Le drame de Nietzsche est précisément qu'il a cru avoir découvert l'homme supérieur (qui ne peut être qu'un concept) incarné en Wagner, et le couple éternel Dionysos - Ariane sous les traits de Wagner et de Cosima, l'option philosophique de la solitude devant être levée pour son seul équilibre mental. L'illusion était peut-être liée au pouvoir de la musique : l'absence de mots, d'explicite, d'immédiatement traduisible en slogan ou en morale, conférant à la musique et à Wagner, maître de musique, le plus grand des pouvoirs. Mais Wagner est un commerçant, il est tout ce qu'il peut y avoir de pire dans la nouvelle idole. Et les hommes supérieurs, tels qu'ils apparaissent dans le dernier livre de Zarathoustra (écrit bien après les trois premiers) sont totalement nuls, prêts à suivre n'importe quel nouveau maître en pensée - ici l'âne et ses grandes oreilles. Et le lion, de retour, à la fin du livre a tôt fait de les disperser; Les disciples ne sont pas prêts, l'échec est douloureux - et peut aussi expliquer certains dérapages à venir de la plume.

**DONNÉES FOURNIES:**
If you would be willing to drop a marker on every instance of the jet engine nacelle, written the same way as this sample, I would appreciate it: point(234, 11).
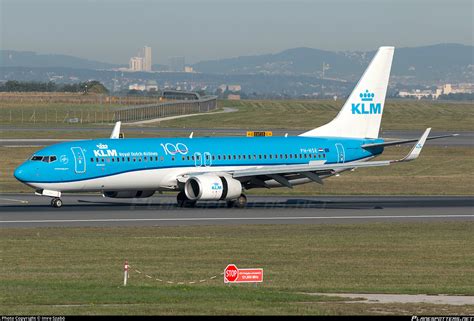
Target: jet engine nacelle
point(210, 187)
point(128, 194)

**TRAVAIL À FAIRE:**
#1 Répondez brièvement aux questions suivantes sur l'extrait consacré à Nietzsche et Wagner.
(a) Sous les traits de qui Nietzsche a-t-il cru reconnaître le couple éternel Dionysos - Ariane ?
(b) Comment l'extrait qualifie-t-il Wagner dans la phrase qui commence par « Mais Wagner » ?
(c) Quel animal disperse les hommes supérieurs à la fin du livre ?
#2 Poursuivez l'extrait sur Nietzsche et Wagner à partir de sa dernière phrase.

**RÉPONSES DANS L'ORDRE:**
#1
(a) Sous les traits de Wagner et de Cosima.
(b) Comme un commerçant, tout ce qu'il peut y avoir de pire dans la nouvelle idole.
(c) Le lion.

#2
La pensée de Nietzsche se défie avant tout des maîtres en pensée et des vérités en prêt à porter.

"Et ce n'est que lorsque vous m'aurez tous renié que je revendrai parmi vous. En vérité je chercherai alors d'un autre oeil mes disciples perdus. Je vous aimerai d'un autre amour "
Ainsi énoncé, le texte (évidemment ironique) pourrait presque évoquer un évangile; On en est assez loin. C'est précisément le seul rejet du maître, de ses formules un peu trop belles qui peut permettre la naissance de l'enfant. Sinon, le risque est énorme de créer une nouvelle idole, une statue.

Cette thématique essentielle est reprise à la fin de par delà le Bien et le Mal avec d'autres mots.
"Qu'êtes vous devenues mes pensées écrites et multicolores ! Il n'y a pas si longtemps vous étiez encore si variées, si jeunes, si malicieuses ... que vous me faisiez éternuer et rire. Et maintenant ! déjà vous avez dépouillé votre nouveauté et quelques une d'entre vous sont, je le crains, prêtes à devenir des vérités ..."
DES PENSEES, PAS DES VERITES ....
Et Par delà le bien et le mal s'achève sur un très beau poème.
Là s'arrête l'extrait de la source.